_Written request_:
Quote every entry below verbatim, keeping each line in its original order and form.
--- --- ---
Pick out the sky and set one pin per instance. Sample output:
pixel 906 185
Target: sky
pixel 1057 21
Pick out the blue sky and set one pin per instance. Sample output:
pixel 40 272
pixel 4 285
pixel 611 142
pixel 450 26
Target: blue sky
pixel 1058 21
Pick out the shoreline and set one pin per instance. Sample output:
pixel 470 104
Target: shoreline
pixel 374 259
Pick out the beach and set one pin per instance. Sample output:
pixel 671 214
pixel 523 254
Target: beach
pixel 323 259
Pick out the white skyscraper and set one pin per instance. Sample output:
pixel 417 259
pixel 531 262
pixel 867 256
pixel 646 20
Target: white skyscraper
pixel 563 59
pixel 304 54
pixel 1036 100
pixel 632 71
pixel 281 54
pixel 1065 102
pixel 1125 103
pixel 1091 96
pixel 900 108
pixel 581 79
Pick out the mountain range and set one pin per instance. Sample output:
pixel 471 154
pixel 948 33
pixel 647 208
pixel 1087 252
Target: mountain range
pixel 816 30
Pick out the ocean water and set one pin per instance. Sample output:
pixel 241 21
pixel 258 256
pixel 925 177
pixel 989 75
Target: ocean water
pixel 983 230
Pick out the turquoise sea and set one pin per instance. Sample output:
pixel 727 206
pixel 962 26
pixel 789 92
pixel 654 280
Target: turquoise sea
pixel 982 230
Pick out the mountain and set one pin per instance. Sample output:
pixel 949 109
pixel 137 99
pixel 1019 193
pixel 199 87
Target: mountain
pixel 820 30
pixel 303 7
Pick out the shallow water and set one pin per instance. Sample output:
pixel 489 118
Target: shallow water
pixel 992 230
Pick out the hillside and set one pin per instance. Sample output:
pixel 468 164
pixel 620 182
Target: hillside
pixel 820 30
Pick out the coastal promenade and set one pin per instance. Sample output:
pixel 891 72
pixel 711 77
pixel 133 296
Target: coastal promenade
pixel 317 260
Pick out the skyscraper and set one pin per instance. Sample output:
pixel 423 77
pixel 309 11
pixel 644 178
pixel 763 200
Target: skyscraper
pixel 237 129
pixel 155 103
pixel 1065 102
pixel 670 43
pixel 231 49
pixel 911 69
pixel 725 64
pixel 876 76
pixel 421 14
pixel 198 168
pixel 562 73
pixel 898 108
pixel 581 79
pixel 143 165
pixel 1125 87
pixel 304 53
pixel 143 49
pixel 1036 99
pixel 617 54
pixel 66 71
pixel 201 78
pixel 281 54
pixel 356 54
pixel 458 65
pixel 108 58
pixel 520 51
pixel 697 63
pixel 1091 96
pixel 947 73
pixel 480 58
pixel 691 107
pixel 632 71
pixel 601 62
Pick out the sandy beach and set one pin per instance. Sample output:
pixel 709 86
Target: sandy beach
--- --- ---
_Solved problem_:
Pick out the sky and set one pin per instance. Sample output:
pixel 906 185
Target: sky
pixel 1057 21
Pick out the blue sky and set one pin per instance. Sample output:
pixel 40 272
pixel 4 285
pixel 611 142
pixel 450 26
Target: blue sky
pixel 1058 21
Pick out the shoreline and set one pin per instance. Sample output:
pixel 470 104
Target: shoreline
pixel 374 259
Pick out the beach and set one pin per instance. Sample output:
pixel 671 214
pixel 523 254
Target: beach
pixel 323 259
Pick out the white skyscraper and set one pin per instance. Sample output:
pixel 417 259
pixel 531 262
pixel 867 256
pixel 646 20
Target: white skyscraper
pixel 563 59
pixel 304 54
pixel 1036 100
pixel 632 71
pixel 281 54
pixel 1065 102
pixel 1125 103
pixel 1091 96
pixel 900 108
pixel 581 79
Pick out the mountain range and set one pin per instance. Sample output:
pixel 471 154
pixel 948 33
pixel 647 208
pixel 1087 252
Target: mountain range
pixel 816 30
Pick out the ocean water and set one pin per instance. Sample output:
pixel 241 21
pixel 258 256
pixel 925 177
pixel 989 75
Target: ocean water
pixel 983 230
Pick out the turquoise sea and set one pin per instance. Sample output:
pixel 727 206
pixel 962 26
pixel 789 92
pixel 654 280
Target: turquoise sea
pixel 982 230
Pick out the mountain and set one pin per instance. Sample output:
pixel 949 109
pixel 137 99
pixel 1019 193
pixel 199 87
Target: mountain
pixel 820 30
pixel 303 7
Pick out the shallow water and set one pin per instance. Sample output:
pixel 489 118
Target: shallow water
pixel 992 230
Pick out the hillside and set one pin per instance. Sample output:
pixel 468 164
pixel 620 182
Target: hillside
pixel 820 30
Pick out the coastal promenade and set one pin per instance. Sample output:
pixel 891 72
pixel 711 77
pixel 133 296
Target: coastal promenade
pixel 317 260
Pick out the skyscraper and set one pin per instance. Sample output:
pixel 423 77
pixel 309 11
pixel 644 178
pixel 763 200
Target: skyscraper
pixel 237 129
pixel 155 103
pixel 1065 102
pixel 670 43
pixel 231 49
pixel 911 69
pixel 725 64
pixel 876 76
pixel 421 14
pixel 198 168
pixel 562 73
pixel 898 108
pixel 581 79
pixel 143 165
pixel 1125 87
pixel 304 53
pixel 143 49
pixel 1036 99
pixel 617 54
pixel 66 71
pixel 201 78
pixel 281 54
pixel 356 54
pixel 458 65
pixel 108 58
pixel 520 51
pixel 697 63
pixel 1091 96
pixel 947 73
pixel 480 58
pixel 691 107
pixel 632 71
pixel 601 62
Pick out the sandy beach and set one pin per instance. Sample output:
pixel 709 86
Target: sandy beach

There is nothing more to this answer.